• TASK BRIEF: Rewrite every line of the listing starting at the line containing "Mark every instance of the bare" and ending at the last line of the listing, both included. Raise each pixel coordinate in the answers by 12, and leave every other line and number unchanged.

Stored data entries

* START *

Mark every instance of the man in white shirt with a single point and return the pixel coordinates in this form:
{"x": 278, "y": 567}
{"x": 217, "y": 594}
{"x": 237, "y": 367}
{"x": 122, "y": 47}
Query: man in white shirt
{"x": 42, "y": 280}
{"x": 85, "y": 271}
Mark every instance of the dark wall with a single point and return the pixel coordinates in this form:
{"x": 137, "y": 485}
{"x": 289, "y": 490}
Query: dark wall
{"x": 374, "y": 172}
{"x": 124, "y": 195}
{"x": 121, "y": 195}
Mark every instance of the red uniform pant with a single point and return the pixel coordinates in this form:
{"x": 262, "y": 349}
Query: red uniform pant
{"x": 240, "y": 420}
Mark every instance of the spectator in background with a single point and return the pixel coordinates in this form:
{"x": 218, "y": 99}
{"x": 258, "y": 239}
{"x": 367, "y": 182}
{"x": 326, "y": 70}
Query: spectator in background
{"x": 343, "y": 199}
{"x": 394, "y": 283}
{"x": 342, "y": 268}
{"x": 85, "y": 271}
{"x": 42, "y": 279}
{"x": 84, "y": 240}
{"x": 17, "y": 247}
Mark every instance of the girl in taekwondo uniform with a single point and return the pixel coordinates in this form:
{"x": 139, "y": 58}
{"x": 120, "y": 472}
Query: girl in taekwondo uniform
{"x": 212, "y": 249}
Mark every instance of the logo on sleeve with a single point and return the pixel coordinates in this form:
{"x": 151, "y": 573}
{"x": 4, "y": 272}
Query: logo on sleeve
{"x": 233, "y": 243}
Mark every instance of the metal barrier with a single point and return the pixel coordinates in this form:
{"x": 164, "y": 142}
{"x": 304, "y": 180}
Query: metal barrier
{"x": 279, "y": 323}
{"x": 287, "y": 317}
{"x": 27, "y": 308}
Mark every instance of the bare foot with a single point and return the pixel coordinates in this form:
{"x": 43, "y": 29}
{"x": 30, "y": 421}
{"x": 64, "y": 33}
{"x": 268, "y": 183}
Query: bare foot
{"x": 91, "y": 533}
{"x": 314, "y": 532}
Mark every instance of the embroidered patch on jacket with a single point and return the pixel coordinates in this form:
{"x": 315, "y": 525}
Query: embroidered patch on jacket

* END *

• FINAL ANSWER:
Mark every instance of the bare foot with a single point and return the pixel coordinates in this form:
{"x": 43, "y": 29}
{"x": 30, "y": 421}
{"x": 64, "y": 33}
{"x": 268, "y": 183}
Query: bare foot
{"x": 103, "y": 545}
{"x": 326, "y": 544}
Mark every instance of the embroidered patch on jacket with a single point and return the pixel coordinates in this form:
{"x": 315, "y": 525}
Query: embroidered patch on jacket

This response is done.